EXTRACT TO READ:
Preventive detention means a prisoner cannot be released before a set term and until they can satisfy the Parole Board they have changed their ways. If the prisoner cannot do the latter, they might not ever get out. If released, they can be recalled to prison at any time.
It was the second time in three years that the Crown had sought a sentence of preventive detention for Maney.
In 2016 he bashed his mother, breaking her cheekbone and nose in an unprovoked attack. At his sentencing for that offence in 2019, Justice Timothy Brewer declined a sentence of preventive detention after pleas for one last chance following claims that Maney had changed his ways.
Justice Layne Harvey this week gave Maney another last chance and instead imposed a sentence of eight years and six months. However, he ordered he must serve a minimum term of 60 per cent of his sentence, which equates to five years.

TASKS TO CARRY OUT:
(A) List every person named in the extract about Maney's sentencing.
(B) Carry on the extract about Maney's sentencing from its final sentence.

LISTED ENTRIES:
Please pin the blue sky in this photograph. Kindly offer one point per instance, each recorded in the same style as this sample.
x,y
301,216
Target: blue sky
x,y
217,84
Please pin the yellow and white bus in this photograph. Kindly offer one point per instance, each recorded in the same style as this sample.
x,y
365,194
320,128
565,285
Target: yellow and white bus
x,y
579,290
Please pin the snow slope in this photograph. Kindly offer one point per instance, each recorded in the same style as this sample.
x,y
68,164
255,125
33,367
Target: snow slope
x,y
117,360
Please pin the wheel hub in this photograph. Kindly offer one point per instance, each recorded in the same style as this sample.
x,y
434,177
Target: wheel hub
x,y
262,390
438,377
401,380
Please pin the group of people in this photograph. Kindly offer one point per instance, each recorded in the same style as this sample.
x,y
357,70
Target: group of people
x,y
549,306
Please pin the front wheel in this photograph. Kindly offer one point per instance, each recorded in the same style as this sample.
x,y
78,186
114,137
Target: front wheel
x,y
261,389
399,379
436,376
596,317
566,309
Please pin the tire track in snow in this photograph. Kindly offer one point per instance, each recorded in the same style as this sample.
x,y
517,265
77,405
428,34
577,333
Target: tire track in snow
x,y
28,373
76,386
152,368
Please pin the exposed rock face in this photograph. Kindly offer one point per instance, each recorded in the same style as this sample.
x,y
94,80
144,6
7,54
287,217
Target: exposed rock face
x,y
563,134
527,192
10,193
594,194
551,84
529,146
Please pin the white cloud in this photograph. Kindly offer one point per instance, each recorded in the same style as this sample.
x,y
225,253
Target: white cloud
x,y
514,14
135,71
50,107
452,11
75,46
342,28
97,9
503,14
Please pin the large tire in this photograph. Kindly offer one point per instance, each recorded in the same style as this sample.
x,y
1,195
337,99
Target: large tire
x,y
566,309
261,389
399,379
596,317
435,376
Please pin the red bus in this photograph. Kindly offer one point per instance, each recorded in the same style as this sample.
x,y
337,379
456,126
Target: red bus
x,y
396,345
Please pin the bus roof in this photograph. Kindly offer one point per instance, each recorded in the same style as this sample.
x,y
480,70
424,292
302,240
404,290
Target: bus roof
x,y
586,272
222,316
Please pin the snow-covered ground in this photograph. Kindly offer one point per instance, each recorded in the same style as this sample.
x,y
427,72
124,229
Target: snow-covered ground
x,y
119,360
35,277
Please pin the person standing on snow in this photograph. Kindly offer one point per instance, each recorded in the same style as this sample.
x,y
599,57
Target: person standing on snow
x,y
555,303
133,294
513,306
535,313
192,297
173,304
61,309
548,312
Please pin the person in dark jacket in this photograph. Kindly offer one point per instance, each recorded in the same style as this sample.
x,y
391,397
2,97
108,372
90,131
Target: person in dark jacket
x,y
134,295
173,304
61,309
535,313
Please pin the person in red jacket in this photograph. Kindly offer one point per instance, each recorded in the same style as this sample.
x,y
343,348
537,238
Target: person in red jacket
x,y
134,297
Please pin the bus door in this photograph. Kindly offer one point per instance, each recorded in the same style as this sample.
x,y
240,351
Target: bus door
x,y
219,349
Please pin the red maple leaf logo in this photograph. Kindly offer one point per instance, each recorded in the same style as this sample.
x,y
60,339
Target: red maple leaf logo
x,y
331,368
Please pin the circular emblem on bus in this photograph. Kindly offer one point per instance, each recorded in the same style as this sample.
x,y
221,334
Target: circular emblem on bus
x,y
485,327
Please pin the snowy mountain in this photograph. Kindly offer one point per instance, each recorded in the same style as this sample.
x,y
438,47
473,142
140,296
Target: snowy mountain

PER-TASK OUTPUTS:
(A) Maney, Justice Timothy Brewer, Justice Layne Harvey

(B)
Justice Harvey outlined the facts of the case, saying Maney and his partner were at a Guy Fawkes celebration at Maney’s home in Rotorua in 2016 when he verbally abused her in front of her teenage son.
She drove back to her house. Two days later, Maney and a friend went to her house in the middle of the night and woke her up. He asked her for a hug but she refused.
She told him he could not talk to her like he did days earlier and expect everything to be OK.
Justice Harvey said Maney then choked the woman until she became unconscious. He then hit her in the face and head. She woke to find Maney’s friend trying to give her first aid.
She was eventually taken to Tauranga Hospital, drifting in and out of consciousness. Doctors found she suffered facial injuries and a brain bleed.
Reports prepared about Maney before sentencing said he had breached parole four times, had been convicted of serious violence eight times and had three convictions for assaulting police or prison officers.
His history of violence included hitting a woman’s head and kicking her in 2021 then, three weeks later, breaking into another woman’s home and indecently assaulting her, Justice Harvey said.
In 2004, he assaulted a fellow prisoner by punching and stomping on his head. The man later died of his injuries.
Maney was released in 2007 but continued to offend, punching a police officer in the head while being transported to court.
In prison, he broke an inmate’s leg and jaw in 2010.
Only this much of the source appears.